You are viewing a plain text version of this content. The canonical link for it is here.

Posted to issues-all@impala.apache.org by "Tim Armstrong (Jira)" <ji...@apache.org> on 2020/06/04 16:51:00 UTC

[jira] [Resolved] (IMPALA-2797) scanner threads can act like a thundering herd

     [ https://issues.apache.org/jira/browse/IMPALA-2797?page=com.atlassian.jira.plugin.system.issuetabpanels:all-tabpanel ]

Tim Armstrong resolved IMPALA-2797.
-----------------------------------
    Resolution: Won't Fix

IMPALA-3902 moves away from this threading model

> scanner threads can act like a thundering herd
> ----------------------------------------------
>
>                 Key: IMPALA-2797
>                 URL: https://issues.apache.org/jira/browse/IMPALA-2797
>             Project: IMPALA
>          Issue Type: Improvement
>          Components: Backend
>    Affects Versions: Impala 2.3.0
>            Reporter: Todd Lipcon
>            Priority: Major
>         Attachments: trace_Tue_Dec_22_2015_2.27.03_PM.json.gz
>
>
> I noticed this issue with the Kudu scan node implementation, but I imagine it could happen with HDFS as well:
> - on a big box, we started up 48 scanner threads for a 'SELECT COUNT(*)' query
> - the underlying batches that are read from Kudu return a few million rows each (because it's trying to do large IOs to amortize round-trips, and the projection is empty for COUNT(*))
□ □ □ □
Stated task a — According to the issue notice, how many scanner threads were started for the 'SELECT COUNT(*)' query?
□ □ □ □
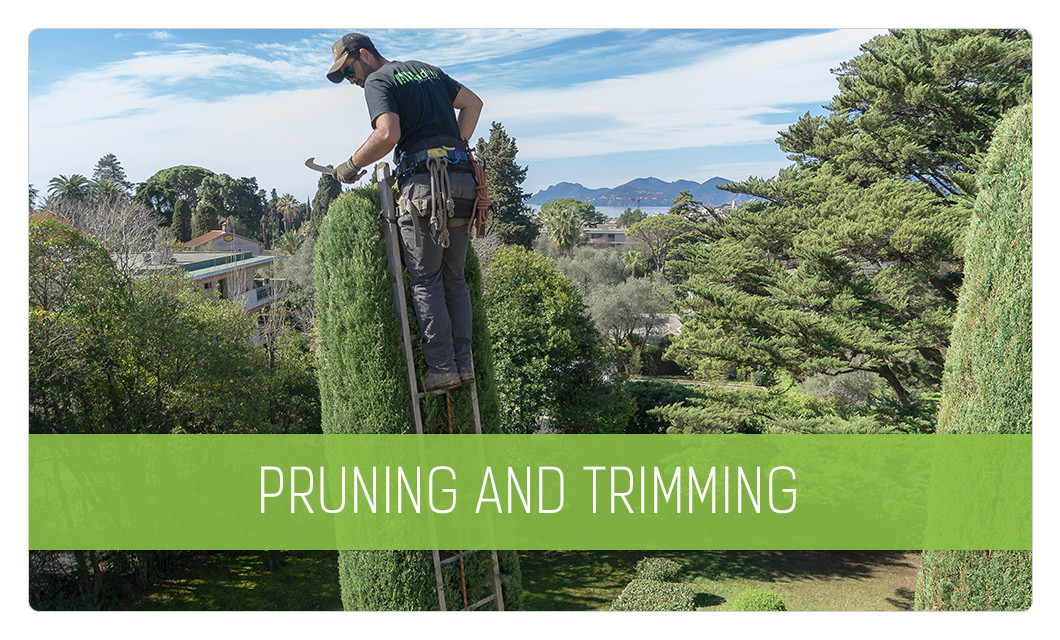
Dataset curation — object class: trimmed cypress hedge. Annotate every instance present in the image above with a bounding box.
[314,185,523,610]
[914,105,1031,610]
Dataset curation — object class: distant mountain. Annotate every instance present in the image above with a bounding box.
[527,177,753,209]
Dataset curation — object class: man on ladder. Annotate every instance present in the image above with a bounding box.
[328,33,482,393]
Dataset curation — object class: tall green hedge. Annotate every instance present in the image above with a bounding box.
[314,185,523,610]
[915,105,1031,610]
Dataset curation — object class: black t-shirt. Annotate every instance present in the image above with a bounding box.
[365,60,462,159]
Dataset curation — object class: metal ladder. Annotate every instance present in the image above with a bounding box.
[375,162,505,611]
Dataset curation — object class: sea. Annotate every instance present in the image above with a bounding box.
[530,203,670,218]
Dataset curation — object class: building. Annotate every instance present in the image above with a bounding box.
[583,218,629,252]
[184,218,262,255]
[171,250,287,313]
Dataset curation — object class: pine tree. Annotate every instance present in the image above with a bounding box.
[668,30,1030,430]
[475,122,537,248]
[92,154,133,192]
[314,186,522,610]
[915,105,1032,610]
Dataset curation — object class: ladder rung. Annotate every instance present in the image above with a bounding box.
[467,593,494,611]
[439,550,475,567]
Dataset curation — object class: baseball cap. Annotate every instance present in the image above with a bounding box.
[328,33,374,84]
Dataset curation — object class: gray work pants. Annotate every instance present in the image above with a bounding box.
[398,214,472,373]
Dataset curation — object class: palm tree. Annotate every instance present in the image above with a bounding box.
[48,174,91,203]
[541,207,582,255]
[622,249,644,278]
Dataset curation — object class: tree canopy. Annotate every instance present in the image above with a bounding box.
[475,122,537,247]
[661,30,1030,429]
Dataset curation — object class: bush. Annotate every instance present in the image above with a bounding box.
[611,577,695,611]
[914,105,1032,610]
[637,557,681,582]
[732,589,788,611]
[314,186,523,610]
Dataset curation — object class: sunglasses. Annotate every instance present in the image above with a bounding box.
[342,58,357,78]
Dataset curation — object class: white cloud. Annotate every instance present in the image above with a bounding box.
[482,31,877,160]
[30,30,886,199]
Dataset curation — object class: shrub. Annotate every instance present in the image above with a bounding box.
[637,557,681,582]
[611,577,695,611]
[314,186,523,610]
[732,589,788,611]
[914,105,1031,610]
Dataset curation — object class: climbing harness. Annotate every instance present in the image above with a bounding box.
[467,150,492,237]
[375,164,505,611]
[427,156,457,249]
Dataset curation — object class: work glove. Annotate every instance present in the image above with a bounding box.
[332,158,368,184]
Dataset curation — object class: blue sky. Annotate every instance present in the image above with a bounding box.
[29,29,882,200]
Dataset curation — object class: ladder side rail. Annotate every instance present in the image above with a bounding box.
[375,162,423,434]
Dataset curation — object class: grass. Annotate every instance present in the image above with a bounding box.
[121,551,920,611]
[519,551,920,611]
[128,551,342,611]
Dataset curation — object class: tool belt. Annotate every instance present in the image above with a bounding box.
[396,142,476,247]
[398,146,471,177]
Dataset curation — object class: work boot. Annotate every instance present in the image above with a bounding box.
[423,371,461,394]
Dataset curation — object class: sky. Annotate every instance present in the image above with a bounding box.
[29,28,883,201]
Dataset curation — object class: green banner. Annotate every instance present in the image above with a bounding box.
[29,434,1031,550]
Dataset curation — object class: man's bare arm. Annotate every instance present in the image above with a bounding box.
[352,111,401,168]
[453,87,482,142]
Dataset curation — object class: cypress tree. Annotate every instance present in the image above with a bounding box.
[314,185,523,610]
[915,105,1031,610]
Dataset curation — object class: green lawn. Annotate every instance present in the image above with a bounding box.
[128,551,920,611]
[128,551,342,611]
[519,551,920,611]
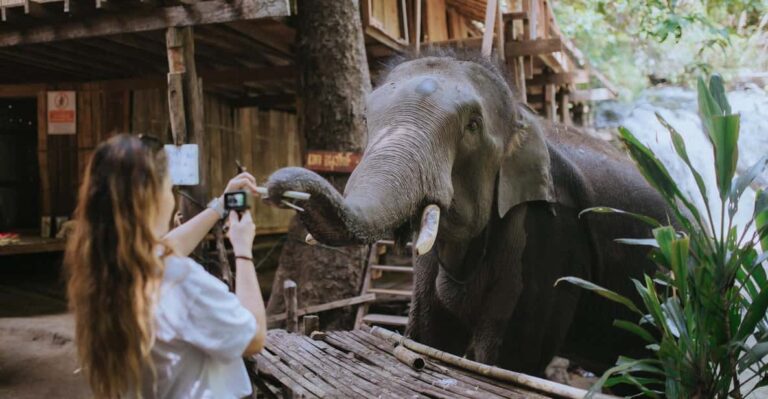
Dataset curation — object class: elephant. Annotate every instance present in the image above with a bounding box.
[266,54,669,375]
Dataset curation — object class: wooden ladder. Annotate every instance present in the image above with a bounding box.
[355,240,413,329]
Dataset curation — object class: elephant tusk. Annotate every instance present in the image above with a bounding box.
[415,204,440,256]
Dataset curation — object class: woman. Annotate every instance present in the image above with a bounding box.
[65,135,266,398]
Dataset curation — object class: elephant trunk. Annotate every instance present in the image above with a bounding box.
[267,129,451,250]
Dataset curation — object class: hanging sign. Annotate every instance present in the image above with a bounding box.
[48,91,77,134]
[305,151,361,173]
[164,144,200,186]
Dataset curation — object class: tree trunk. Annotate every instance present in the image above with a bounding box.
[267,0,371,329]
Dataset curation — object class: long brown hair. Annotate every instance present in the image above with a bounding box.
[64,134,167,398]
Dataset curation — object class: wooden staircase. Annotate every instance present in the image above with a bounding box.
[355,240,413,329]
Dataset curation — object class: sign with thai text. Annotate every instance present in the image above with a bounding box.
[48,91,77,134]
[164,144,200,186]
[305,151,361,173]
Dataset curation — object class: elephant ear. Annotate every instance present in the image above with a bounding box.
[497,113,555,218]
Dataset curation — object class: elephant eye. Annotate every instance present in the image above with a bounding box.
[467,117,482,133]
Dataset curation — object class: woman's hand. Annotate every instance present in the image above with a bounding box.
[221,172,259,200]
[227,211,256,258]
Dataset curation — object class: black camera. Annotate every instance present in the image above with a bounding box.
[224,191,253,212]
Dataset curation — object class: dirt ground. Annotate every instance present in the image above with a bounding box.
[0,255,91,399]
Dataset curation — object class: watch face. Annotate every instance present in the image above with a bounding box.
[224,191,251,212]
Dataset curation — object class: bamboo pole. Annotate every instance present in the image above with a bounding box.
[283,280,299,332]
[371,327,616,399]
[392,345,427,371]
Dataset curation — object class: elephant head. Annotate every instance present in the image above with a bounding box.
[267,56,553,254]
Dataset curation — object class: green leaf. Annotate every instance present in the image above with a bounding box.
[619,127,701,230]
[735,286,768,340]
[619,127,682,203]
[753,190,768,252]
[613,238,659,248]
[555,277,643,315]
[584,359,660,399]
[653,226,690,297]
[579,206,661,227]
[709,73,731,115]
[739,342,768,373]
[656,112,709,208]
[613,320,656,343]
[711,115,740,200]
[697,77,723,138]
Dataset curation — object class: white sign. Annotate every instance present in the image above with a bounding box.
[164,144,200,186]
[48,91,77,134]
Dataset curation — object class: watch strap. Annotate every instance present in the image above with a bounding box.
[208,198,227,219]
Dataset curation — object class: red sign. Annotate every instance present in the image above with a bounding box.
[48,91,77,134]
[305,151,361,173]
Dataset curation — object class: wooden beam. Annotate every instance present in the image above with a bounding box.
[267,294,376,325]
[571,87,616,102]
[544,84,557,122]
[0,0,290,47]
[526,70,589,86]
[505,38,563,57]
[232,94,296,109]
[480,0,499,58]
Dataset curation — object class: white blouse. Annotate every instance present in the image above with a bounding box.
[142,256,256,399]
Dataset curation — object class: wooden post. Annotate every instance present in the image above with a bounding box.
[413,0,421,57]
[544,85,557,122]
[481,0,499,58]
[560,92,571,126]
[165,27,234,289]
[301,315,320,337]
[283,280,299,332]
[496,1,506,60]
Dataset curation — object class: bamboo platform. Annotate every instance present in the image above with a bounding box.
[254,327,604,399]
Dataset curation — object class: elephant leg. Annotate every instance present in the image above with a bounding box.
[406,254,468,356]
[467,205,527,364]
[467,276,522,364]
[502,205,591,376]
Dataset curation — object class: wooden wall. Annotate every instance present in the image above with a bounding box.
[27,84,302,234]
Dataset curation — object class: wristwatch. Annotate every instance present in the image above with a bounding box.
[208,197,227,219]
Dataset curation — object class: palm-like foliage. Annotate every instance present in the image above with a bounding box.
[558,75,768,398]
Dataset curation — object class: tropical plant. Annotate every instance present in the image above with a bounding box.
[556,75,768,398]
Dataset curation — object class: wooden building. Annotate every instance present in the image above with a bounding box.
[0,0,610,254]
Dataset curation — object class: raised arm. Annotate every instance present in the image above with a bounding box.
[163,172,257,256]
[227,211,267,356]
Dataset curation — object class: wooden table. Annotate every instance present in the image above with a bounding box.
[0,236,66,256]
[254,330,551,399]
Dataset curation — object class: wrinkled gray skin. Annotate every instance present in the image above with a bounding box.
[267,57,666,375]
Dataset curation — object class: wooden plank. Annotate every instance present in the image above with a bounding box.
[505,38,563,57]
[0,238,66,256]
[0,84,46,98]
[267,293,376,324]
[480,0,498,57]
[571,87,616,102]
[526,70,589,86]
[371,265,413,273]
[368,288,413,298]
[424,0,448,42]
[0,0,290,47]
[363,313,408,327]
[268,333,376,397]
[292,334,425,398]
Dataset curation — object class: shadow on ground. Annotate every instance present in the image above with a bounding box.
[0,255,91,399]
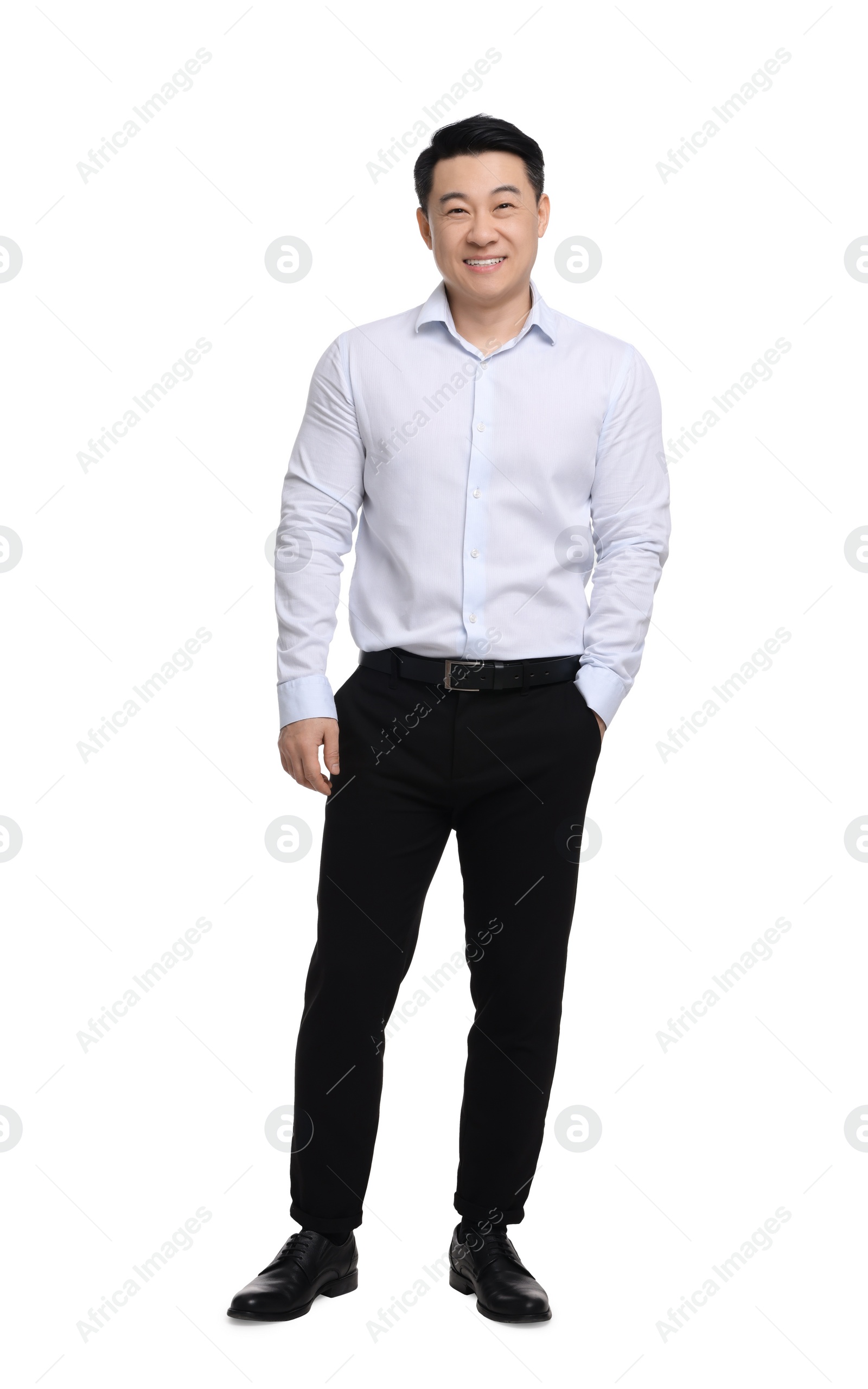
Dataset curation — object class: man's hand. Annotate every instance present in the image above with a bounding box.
[278,718,340,796]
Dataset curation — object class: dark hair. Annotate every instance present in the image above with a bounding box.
[412,111,545,213]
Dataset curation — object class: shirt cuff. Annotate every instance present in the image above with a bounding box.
[575,665,628,728]
[278,675,337,728]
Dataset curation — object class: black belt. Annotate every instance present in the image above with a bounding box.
[358,646,579,694]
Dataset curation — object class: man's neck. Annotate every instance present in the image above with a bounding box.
[446,281,533,357]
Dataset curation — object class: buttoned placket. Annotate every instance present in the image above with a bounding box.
[436,305,536,661]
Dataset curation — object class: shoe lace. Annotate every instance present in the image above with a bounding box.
[268,1229,314,1268]
[464,1225,515,1260]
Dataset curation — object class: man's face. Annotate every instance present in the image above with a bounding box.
[417,150,548,303]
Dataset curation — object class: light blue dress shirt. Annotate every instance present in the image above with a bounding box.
[275,272,669,727]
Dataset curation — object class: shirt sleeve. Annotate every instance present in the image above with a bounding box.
[275,337,365,728]
[576,347,669,725]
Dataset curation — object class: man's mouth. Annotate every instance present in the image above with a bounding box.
[464,256,506,271]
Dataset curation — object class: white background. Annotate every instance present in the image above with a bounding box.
[0,0,868,1389]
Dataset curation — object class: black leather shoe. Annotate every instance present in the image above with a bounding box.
[226,1229,358,1321]
[449,1225,551,1321]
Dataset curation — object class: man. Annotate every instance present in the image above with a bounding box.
[229,115,669,1322]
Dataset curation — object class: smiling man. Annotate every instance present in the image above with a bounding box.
[229,115,669,1322]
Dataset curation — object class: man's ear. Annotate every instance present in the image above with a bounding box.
[415,207,433,251]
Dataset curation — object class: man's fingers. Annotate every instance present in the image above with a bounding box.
[322,722,340,776]
[302,743,332,794]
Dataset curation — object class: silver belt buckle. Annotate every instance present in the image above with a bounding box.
[443,661,482,694]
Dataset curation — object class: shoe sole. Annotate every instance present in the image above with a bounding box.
[449,1268,551,1325]
[226,1268,358,1321]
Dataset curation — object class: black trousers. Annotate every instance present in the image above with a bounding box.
[290,665,600,1233]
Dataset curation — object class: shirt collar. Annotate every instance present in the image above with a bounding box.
[415,281,557,352]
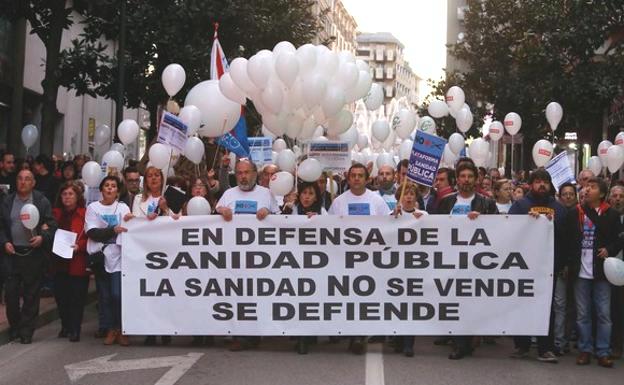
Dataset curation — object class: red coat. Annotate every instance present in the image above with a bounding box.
[51,207,89,277]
□ □ □ □
Stated task b — Show every line of the listing that contains the word "work". Case counts.

Full output a — 48 scanner threads were started.

Full output b —
Dataset curation — object class: gray work pants. Annotate every instance present in the image above with a bounding box.
Dataset curation — object class: work glove. Annotate every instance present in the image above with a bounding box.
Dataset curation — object class: work boot. Annotate every instance present in the image above with a bounding box.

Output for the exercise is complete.